┌────────

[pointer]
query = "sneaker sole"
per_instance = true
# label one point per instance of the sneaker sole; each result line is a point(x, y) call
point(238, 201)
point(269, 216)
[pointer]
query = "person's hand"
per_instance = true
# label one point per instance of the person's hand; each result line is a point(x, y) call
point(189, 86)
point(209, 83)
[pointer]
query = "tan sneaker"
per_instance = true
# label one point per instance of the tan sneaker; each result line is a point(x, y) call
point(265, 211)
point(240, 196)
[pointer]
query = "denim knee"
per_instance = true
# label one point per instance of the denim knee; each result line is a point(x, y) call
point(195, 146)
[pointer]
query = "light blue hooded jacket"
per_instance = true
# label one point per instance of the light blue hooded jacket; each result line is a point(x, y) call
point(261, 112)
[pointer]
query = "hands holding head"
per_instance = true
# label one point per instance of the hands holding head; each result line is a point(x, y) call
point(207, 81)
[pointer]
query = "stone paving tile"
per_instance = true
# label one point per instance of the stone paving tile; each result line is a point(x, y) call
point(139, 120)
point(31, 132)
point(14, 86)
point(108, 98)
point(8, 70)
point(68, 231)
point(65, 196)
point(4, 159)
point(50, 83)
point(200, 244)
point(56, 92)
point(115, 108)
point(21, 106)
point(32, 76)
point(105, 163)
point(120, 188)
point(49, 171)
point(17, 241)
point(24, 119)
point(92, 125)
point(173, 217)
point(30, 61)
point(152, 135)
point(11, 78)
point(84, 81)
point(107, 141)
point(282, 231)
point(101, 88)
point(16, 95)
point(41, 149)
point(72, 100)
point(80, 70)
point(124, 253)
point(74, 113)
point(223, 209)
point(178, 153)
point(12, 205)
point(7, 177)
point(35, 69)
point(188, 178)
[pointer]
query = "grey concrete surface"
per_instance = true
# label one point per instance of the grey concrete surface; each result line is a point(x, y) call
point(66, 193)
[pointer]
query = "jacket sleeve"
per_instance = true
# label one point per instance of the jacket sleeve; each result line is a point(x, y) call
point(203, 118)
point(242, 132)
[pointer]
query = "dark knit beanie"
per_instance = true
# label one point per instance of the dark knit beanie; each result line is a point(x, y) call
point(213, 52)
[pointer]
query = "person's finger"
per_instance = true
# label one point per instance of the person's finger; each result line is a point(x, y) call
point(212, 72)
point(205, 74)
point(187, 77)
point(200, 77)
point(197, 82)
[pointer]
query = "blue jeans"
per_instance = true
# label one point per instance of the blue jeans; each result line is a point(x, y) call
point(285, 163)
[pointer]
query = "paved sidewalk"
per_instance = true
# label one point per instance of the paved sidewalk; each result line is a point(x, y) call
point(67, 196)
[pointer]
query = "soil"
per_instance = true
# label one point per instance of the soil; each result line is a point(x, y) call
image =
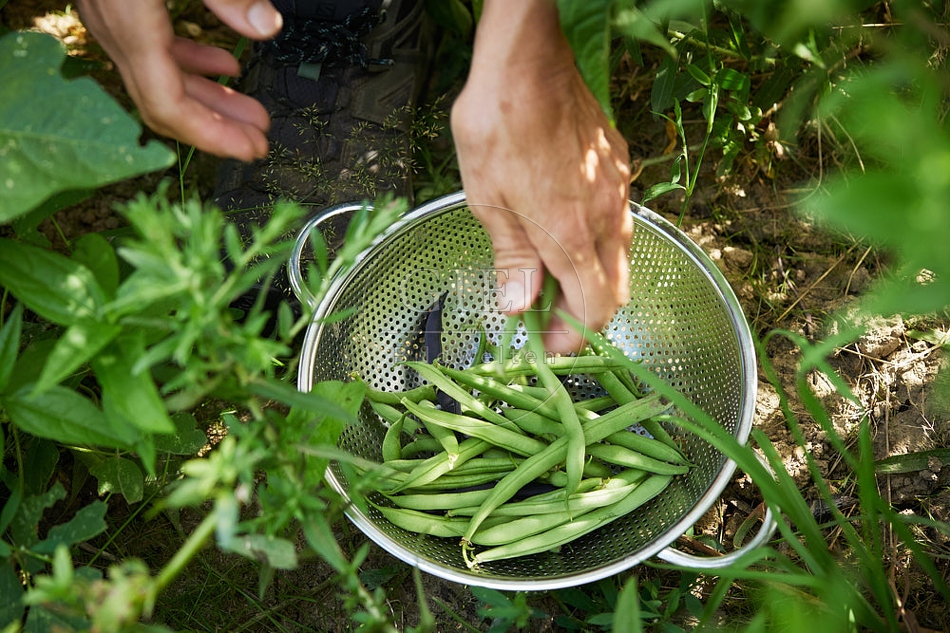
point(788, 275)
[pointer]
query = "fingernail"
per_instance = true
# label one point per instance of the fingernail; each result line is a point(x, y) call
point(264, 18)
point(511, 299)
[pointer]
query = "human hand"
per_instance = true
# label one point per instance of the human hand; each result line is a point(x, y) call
point(166, 75)
point(543, 170)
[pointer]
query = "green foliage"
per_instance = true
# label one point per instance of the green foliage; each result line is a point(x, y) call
point(57, 135)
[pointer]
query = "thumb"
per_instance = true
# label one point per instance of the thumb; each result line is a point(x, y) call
point(256, 19)
point(518, 268)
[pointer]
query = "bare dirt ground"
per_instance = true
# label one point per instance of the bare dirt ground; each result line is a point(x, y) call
point(787, 274)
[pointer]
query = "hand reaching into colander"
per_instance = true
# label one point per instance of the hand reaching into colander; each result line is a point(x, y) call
point(543, 169)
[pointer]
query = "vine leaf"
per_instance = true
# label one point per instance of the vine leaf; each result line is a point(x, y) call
point(58, 135)
point(587, 28)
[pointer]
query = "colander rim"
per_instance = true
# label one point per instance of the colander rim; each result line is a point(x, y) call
point(703, 262)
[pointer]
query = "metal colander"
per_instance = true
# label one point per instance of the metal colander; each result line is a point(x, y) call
point(683, 322)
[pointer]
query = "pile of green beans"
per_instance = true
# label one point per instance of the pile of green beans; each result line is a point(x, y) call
point(576, 466)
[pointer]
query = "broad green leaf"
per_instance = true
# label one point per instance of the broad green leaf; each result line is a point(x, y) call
point(321, 538)
point(75, 347)
point(55, 287)
point(130, 398)
point(187, 439)
point(627, 616)
point(10, 345)
point(117, 474)
point(39, 465)
point(11, 593)
point(63, 415)
point(96, 253)
point(631, 22)
point(88, 522)
point(59, 135)
point(587, 28)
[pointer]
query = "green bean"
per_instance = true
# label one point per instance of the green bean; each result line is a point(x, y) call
point(387, 412)
point(536, 465)
point(446, 437)
point(532, 390)
point(559, 365)
point(424, 522)
point(439, 500)
point(515, 442)
point(467, 506)
point(595, 405)
point(574, 456)
point(621, 393)
point(436, 466)
point(602, 347)
point(478, 465)
point(423, 444)
point(592, 468)
point(533, 423)
point(534, 516)
point(613, 454)
point(450, 481)
point(499, 391)
point(392, 446)
point(571, 530)
point(437, 376)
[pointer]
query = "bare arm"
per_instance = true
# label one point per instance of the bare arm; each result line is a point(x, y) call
point(546, 173)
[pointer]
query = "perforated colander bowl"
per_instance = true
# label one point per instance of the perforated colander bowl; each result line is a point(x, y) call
point(683, 322)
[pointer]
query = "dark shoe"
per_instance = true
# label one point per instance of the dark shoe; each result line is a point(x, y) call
point(340, 93)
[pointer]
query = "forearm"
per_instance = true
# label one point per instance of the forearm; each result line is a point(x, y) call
point(520, 39)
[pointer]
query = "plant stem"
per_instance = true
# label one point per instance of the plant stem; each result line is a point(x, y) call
point(184, 555)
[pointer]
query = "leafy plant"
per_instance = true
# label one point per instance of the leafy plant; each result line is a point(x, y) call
point(103, 353)
point(92, 135)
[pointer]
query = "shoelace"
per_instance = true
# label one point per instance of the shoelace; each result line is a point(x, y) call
point(307, 41)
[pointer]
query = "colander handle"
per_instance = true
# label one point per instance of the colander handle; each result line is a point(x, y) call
point(712, 563)
point(295, 263)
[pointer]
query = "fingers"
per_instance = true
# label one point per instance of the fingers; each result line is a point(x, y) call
point(200, 59)
point(518, 267)
point(198, 111)
point(257, 19)
point(227, 102)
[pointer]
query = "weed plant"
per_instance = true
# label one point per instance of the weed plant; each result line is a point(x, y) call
point(119, 355)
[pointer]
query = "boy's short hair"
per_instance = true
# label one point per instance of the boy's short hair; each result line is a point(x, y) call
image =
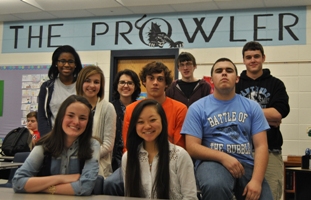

└────────

» **Goal of the exercise**:
Output the entries from the top through the line containing "point(269, 216)" as a two-column CSV with the header columns request_text and expected_output, one row per entry. Put each entry's text and its answer in their own double-quoted field, with line breaks replaced by spaces.

» **Answer to the task**:
request_text,expected_output
"[pointer] query = ""sneaker sole"" per_instance = true # label one point per instance of the sneaker sole; each result line is a point(x, y) call","point(238, 201) point(269, 216)"